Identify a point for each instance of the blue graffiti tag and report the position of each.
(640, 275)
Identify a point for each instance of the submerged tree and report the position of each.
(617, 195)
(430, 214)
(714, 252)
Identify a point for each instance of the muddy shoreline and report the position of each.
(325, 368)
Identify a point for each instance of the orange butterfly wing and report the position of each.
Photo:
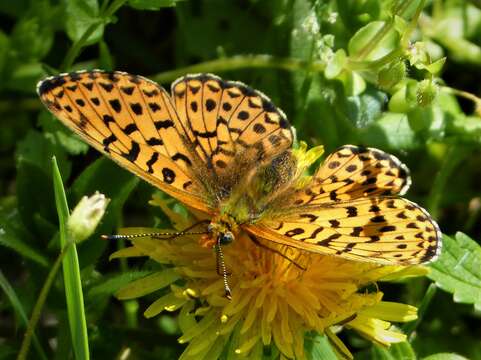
(132, 120)
(350, 209)
(229, 122)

About this exercise>
Exactly the lines running from the one with "Identify a point for each instance of the muddy" through the end of the listing above must be output, both ends included. No pictures belong in the output.

Finished exercise>
Identify a point for each instance of the muddy shoreline and report the position of each.
(325, 368)
Identify a point for each instance of the orange butterfly wing and report the position of each.
Photo:
(132, 120)
(350, 209)
(229, 122)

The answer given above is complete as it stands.